Text section »
────────────────────────────────────────

JR: It’s totally haphazard. I mean, I set the time aside to write regularly, I guess that’s a process in a way. I don’t wait for inspiration to hit, I have my routine every morning where I go and compose. But, really this piece evolved in unexpected ways and I was really stuck on it for quite a while. I got obsessed with these chord progressions and these sort of sinking string harmonies and I thought I had sort of written a string orchestra piece which was bad because it was supposed to be a bass clarinet concerto. But, I figured out how to add the bass clarinet line on top of these string harmonies which eventually became my first movement. Then, the melody that I wrote in that movement became the basis for the cadenza and the second movement, but on a whole I had a completely different form in mind when I first started out. 

CR: What was your idea at the beginning? 

JR: I’m trying to remember, but my idea was more of the traditional concerto format with the fast-slow-fast type of thing. I was just having a ton of trouble coming up with fast material that I liked and I just kept being drawn to these slow, lugubrious harmonies. At one point I was going to have a chant and a dance or something-I was all over the place which is pretty typical. I usually don’t know how the piece is going to shape up when I start it, and usually what I think it’s going to be isn’t how it ends up. 

CR: How do you know what you want to choose at that point? Obviously it’ll change in ways over the course of writing it, but how do you create something out of that if the piece you eventually compose doesn’t resemble what you originally thought it was going to look and sound like?

────────────────────────────────────────

Record extracts »

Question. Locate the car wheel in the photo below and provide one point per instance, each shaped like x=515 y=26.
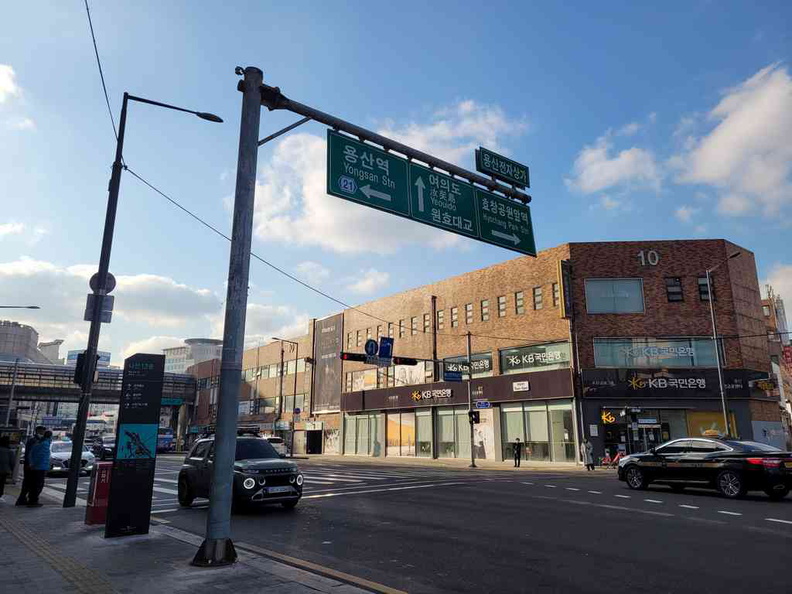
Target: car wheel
x=730 y=484
x=635 y=478
x=777 y=494
x=186 y=495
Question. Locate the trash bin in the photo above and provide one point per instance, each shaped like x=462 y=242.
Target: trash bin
x=98 y=493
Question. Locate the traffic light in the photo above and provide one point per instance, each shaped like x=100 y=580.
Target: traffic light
x=405 y=361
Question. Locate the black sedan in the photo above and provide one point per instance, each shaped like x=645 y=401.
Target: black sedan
x=261 y=476
x=732 y=467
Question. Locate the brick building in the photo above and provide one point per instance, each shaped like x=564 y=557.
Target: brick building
x=561 y=345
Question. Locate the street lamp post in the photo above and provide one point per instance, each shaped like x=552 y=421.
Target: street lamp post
x=724 y=402
x=86 y=384
x=294 y=389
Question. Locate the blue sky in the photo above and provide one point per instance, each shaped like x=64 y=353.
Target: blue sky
x=638 y=121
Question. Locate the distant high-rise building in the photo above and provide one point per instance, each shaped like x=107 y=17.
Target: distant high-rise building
x=195 y=350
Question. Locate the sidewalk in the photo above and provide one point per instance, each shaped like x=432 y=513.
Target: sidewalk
x=50 y=549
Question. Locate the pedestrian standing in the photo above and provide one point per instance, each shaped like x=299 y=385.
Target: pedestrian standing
x=39 y=465
x=7 y=460
x=517 y=451
x=27 y=476
x=587 y=453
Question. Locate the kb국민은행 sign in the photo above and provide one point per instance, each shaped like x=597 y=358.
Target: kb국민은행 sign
x=361 y=173
x=132 y=479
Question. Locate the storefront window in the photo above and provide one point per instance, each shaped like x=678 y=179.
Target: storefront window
x=538 y=357
x=654 y=353
x=423 y=420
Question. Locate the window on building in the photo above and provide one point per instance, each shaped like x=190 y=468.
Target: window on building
x=537 y=291
x=519 y=303
x=674 y=289
x=614 y=295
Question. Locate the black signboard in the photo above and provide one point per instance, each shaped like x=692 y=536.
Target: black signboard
x=328 y=342
x=132 y=480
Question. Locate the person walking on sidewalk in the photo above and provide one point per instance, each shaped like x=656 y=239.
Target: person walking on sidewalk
x=517 y=451
x=587 y=453
x=24 y=492
x=7 y=460
x=39 y=465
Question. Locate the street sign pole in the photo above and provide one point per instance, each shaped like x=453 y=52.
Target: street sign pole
x=217 y=548
x=470 y=404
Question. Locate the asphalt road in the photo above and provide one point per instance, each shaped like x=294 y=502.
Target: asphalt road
x=431 y=529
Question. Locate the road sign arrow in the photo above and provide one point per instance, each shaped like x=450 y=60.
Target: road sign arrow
x=511 y=237
x=369 y=193
x=421 y=186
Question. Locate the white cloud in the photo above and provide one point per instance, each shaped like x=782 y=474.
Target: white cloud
x=685 y=213
x=596 y=168
x=369 y=281
x=747 y=155
x=780 y=278
x=11 y=229
x=152 y=345
x=8 y=85
x=292 y=204
x=312 y=272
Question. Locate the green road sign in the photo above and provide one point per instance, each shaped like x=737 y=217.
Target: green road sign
x=361 y=173
x=440 y=200
x=502 y=168
x=505 y=223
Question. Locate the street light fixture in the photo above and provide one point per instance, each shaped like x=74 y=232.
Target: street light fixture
x=294 y=390
x=724 y=403
x=70 y=497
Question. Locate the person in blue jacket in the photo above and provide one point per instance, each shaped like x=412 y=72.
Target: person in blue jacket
x=39 y=462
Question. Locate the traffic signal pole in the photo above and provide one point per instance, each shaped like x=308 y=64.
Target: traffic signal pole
x=217 y=548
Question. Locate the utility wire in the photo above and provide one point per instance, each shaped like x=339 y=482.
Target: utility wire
x=101 y=73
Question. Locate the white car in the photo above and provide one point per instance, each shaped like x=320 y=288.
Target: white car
x=278 y=444
x=60 y=455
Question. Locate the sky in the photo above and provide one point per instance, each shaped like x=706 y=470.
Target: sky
x=638 y=121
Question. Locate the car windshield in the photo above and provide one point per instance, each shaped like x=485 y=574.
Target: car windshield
x=248 y=449
x=753 y=446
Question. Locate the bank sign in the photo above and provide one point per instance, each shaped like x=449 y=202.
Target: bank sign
x=361 y=173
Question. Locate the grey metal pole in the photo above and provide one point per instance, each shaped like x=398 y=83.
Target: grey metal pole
x=13 y=389
x=724 y=403
x=470 y=405
x=70 y=497
x=217 y=547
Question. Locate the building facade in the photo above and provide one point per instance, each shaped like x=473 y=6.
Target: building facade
x=611 y=341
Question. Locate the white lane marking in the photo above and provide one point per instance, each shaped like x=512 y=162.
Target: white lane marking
x=336 y=494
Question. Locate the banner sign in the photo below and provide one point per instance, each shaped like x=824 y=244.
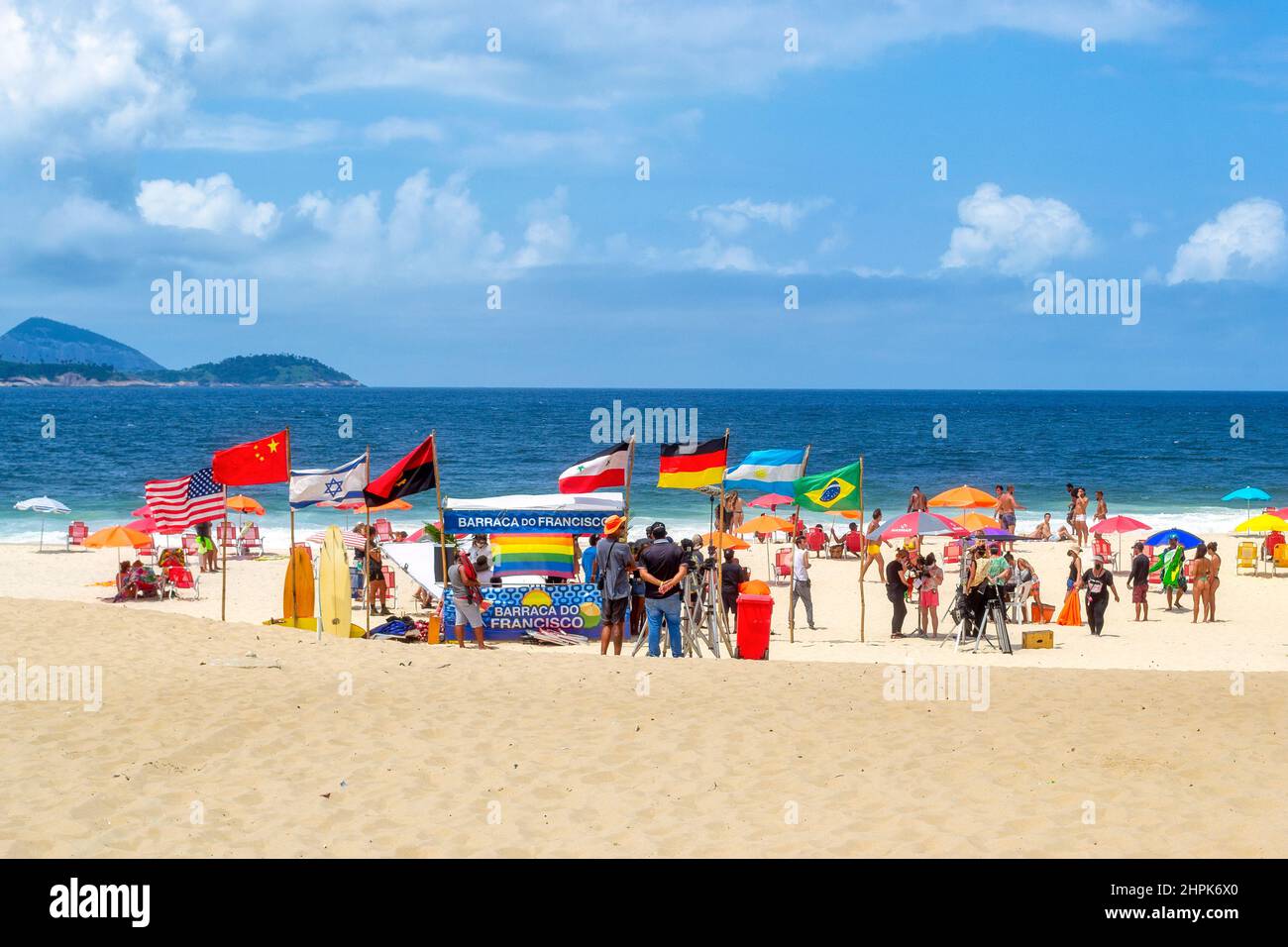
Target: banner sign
x=513 y=609
x=581 y=522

────────────────────────────────────────

Problem to work on »
What does the interview on composing the bass clarinet concerto say on these points?
(a) What did JR fear the first-movement material had turned into?
(b) What concerto format did JR have in mind at the beginning?
(c) What two things did JR at one point plan to include?

Problem solution »
(a) A string orchestra piece.
(b) The traditional fast-slow-fast format.
(c) A chant and a dance.